- **Selected excerpt**
--- --- ---

How Sense of Smell Is Directly Connected to Brain

The olfactory receptor system is responsible for the identification and recognition of airborne molecules. Odorants refer to chemicals that carry the smell, flavor, fragrance, or aroma. Perceived odorants get dissolved in the olfactory epithelium located in the nose, where millions of receptors are present. They contain specialized cells to enhance the perceiving of the molecules responsible for the smell. The olfactory receptor contains numerous dendrites responsible for the sending of nerve impulses to the brain where the olfactory bulb is located.

The human nose contains millions of olfactory receptors that usually exceed 10 million. The link between the olfactory of the brain and receptors facilitates immediate recognition of the sense of smell. The connection is also interlinked to the limbic system responsible for the emotional response to unfavorable environmental conditions. For instance, a smell of a dangerous compound influences an immediate response to move quickly out of the danger zone and seek corrective actions where possible. This explains that the message is sent to the brain, where it is interpreted and instructions are sent to the body to leave the dangerous place.

In the military, soldiers are taught how to identify different chemical smells and encouraged to respond appropriately. They are expected to act based on how they were taught to limit damages from the attack and help save lives. The reaction to unfavorable smells usually varies with individuals where the limbic systems influence a flight response. In some cases, the response may depend on the experiences or training on the best way to handle certain situations. The reaction is usually fast since survival is always prioritized. A fast reaction is possible because the sensor is directly connected to the brain, which interprets and sends immediate instructions to other parts of the body to respond to the perceived danger. The body coordinates responsible parts to take the necessary corrective actions to avoid dangerous situations. These systems support the making of appropriate decisions such as determining the quality of food and identifying dangerous substances.

--- --- ---

- **Problems to work on**
(a) From the text on the sense of smell, extract the passage between "How Sense of" and "bulb is located.", inclusive.
(b) According to the text on the sense of smell, how many olfactory receptors does the human nose usually contain?
The records have nothing to do with the text on the sense of smell.

--- --- ---

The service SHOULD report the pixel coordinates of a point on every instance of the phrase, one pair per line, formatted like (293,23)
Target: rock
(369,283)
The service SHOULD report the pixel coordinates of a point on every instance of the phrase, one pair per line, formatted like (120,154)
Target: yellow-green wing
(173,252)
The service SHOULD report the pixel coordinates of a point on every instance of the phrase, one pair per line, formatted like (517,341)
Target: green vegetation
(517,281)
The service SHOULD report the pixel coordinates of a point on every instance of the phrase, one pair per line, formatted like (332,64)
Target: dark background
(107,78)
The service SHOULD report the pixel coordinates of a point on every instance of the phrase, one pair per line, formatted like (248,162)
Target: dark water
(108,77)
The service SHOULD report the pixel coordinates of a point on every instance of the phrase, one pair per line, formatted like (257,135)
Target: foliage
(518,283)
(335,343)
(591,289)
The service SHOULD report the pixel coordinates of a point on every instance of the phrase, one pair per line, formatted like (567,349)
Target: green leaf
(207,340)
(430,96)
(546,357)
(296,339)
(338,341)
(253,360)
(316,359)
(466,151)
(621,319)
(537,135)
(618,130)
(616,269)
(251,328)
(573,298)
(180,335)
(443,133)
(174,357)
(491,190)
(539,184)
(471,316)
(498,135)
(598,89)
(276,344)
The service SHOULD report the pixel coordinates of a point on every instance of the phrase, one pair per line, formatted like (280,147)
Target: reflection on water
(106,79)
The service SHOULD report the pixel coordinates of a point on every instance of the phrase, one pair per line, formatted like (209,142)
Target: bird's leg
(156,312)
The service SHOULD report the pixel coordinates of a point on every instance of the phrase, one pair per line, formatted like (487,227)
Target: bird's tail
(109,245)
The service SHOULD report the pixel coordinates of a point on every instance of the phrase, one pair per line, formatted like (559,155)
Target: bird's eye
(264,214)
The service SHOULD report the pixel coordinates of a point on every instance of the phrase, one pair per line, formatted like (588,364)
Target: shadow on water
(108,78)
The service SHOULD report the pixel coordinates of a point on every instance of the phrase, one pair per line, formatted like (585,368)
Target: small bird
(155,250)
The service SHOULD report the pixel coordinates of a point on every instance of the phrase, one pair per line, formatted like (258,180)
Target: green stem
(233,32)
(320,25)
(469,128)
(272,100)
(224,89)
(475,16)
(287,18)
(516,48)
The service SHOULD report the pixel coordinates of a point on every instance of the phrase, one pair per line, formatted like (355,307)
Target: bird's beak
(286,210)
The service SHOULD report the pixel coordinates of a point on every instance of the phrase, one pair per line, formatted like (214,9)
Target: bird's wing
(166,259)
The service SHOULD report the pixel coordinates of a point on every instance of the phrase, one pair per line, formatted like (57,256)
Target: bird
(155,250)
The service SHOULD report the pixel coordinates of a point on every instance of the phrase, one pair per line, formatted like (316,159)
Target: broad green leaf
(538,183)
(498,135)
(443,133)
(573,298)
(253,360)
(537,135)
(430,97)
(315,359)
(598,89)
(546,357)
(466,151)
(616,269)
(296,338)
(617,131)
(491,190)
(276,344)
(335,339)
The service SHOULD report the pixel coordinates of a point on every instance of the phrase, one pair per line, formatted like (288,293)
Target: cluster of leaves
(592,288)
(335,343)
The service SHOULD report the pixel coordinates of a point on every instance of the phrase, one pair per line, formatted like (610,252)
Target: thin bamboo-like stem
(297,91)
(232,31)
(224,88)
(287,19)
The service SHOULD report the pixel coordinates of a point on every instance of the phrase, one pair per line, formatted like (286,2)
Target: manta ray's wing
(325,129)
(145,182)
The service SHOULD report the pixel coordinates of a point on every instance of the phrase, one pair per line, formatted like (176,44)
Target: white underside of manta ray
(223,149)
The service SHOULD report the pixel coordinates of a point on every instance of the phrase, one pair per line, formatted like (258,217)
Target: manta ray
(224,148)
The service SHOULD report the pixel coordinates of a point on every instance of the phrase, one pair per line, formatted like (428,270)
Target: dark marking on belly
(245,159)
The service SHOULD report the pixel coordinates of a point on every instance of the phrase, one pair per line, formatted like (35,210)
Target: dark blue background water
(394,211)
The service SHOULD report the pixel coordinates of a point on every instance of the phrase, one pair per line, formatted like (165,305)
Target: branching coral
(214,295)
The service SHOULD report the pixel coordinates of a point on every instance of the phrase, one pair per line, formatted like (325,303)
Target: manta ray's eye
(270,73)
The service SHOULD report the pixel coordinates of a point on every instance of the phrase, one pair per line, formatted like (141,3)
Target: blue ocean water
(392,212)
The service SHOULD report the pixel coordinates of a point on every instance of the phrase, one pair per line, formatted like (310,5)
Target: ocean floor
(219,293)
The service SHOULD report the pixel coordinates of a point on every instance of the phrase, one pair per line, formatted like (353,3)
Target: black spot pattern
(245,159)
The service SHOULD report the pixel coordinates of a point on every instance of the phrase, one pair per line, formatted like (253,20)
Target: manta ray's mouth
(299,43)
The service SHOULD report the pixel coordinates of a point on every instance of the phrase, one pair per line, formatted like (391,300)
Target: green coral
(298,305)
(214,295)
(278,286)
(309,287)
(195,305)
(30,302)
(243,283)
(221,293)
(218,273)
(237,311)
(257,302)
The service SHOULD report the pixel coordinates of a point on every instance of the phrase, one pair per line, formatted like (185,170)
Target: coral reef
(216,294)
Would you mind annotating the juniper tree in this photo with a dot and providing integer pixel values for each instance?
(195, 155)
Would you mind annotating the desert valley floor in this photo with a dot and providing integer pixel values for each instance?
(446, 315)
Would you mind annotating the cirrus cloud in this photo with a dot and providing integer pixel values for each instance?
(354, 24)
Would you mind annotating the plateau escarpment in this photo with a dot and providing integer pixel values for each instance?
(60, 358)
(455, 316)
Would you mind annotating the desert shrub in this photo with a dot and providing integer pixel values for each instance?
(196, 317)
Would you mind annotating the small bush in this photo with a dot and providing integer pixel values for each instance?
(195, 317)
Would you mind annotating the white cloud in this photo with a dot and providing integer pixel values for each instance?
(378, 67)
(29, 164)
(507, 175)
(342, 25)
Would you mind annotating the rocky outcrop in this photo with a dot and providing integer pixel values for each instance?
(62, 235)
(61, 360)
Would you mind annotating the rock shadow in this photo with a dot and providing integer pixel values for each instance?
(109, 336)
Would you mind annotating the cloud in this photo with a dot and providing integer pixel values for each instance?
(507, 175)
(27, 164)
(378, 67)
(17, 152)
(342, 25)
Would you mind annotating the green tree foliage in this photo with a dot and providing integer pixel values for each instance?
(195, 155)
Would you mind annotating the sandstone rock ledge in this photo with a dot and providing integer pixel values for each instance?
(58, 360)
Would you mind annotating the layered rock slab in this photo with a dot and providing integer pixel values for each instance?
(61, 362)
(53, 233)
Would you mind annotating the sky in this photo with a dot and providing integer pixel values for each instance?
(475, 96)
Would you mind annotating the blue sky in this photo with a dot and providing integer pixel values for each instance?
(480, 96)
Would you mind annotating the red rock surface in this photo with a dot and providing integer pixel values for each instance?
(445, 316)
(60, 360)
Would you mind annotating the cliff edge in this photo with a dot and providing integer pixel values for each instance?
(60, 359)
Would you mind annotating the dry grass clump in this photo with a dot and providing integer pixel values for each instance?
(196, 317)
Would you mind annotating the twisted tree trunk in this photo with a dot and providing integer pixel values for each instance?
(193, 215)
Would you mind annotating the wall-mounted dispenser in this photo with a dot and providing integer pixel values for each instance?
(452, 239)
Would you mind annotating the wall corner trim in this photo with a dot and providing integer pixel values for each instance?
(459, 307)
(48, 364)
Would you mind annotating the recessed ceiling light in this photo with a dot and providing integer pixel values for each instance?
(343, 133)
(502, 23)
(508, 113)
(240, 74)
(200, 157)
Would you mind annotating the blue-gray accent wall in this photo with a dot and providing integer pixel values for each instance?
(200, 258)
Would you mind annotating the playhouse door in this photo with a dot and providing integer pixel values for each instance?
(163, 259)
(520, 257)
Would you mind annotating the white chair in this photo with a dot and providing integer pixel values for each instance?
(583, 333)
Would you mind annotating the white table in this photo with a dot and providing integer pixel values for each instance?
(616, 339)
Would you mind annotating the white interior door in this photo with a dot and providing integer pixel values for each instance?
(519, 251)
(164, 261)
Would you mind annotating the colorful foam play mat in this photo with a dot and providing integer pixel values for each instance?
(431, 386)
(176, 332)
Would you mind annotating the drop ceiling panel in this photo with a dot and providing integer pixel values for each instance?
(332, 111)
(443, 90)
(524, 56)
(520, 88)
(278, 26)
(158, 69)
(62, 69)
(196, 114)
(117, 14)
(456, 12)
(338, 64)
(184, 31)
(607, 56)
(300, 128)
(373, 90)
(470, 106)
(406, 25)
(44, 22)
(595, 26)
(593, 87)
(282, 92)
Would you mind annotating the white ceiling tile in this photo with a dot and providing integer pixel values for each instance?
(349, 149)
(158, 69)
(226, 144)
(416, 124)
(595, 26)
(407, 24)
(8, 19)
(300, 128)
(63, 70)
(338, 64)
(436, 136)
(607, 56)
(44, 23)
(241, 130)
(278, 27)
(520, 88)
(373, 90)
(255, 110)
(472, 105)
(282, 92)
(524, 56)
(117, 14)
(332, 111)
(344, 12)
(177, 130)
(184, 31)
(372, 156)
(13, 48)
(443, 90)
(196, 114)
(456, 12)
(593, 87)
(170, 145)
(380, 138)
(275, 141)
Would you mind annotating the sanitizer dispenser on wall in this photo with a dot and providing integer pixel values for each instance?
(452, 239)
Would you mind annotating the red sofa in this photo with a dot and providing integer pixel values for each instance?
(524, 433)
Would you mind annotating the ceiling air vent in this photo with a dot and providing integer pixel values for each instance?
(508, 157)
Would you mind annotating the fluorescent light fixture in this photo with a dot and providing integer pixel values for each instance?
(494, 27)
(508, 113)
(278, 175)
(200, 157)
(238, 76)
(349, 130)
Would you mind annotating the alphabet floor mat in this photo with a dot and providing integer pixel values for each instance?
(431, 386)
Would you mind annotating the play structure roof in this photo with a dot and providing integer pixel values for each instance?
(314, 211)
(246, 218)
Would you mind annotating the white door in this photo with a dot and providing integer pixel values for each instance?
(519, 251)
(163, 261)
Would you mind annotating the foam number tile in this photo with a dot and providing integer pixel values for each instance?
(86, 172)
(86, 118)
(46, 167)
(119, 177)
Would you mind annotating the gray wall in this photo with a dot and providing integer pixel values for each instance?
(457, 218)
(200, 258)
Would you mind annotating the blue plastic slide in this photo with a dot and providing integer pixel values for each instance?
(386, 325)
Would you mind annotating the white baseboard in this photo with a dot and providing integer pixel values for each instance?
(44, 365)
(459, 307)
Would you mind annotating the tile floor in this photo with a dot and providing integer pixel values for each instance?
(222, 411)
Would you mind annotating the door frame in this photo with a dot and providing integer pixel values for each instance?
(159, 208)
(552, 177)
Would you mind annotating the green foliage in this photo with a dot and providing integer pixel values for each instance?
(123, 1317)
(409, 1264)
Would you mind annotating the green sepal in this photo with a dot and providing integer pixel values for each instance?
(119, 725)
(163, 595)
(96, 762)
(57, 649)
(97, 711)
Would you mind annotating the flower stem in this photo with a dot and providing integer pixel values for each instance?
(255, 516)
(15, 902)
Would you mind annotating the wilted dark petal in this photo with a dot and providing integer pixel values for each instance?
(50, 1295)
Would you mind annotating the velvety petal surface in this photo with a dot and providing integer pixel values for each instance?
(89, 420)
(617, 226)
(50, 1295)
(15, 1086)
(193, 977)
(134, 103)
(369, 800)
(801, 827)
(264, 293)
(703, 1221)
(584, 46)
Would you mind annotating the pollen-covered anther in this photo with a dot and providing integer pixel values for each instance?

--- --- ---

- **Task responses**
(a)
How Sense of Smell Is Directly Connected to Brain

The olfactory receptor system is responsible for the identification and recognition of airborne molecules. Odorants refer to chemicals that carry the smell, flavor, fragrance, or aroma. Perceived odorants get dissolved in the olfactory epithelium located in the nose, where millions of receptors are present. They contain specialized cells to enhance the perceiving of the molecules responsible for the smell. The olfactory receptor contains numerous dendrites responsible for the sending of nerve impulses to the brain where the olfactory bulb is located.

(b) Millions, usually more than 10 million.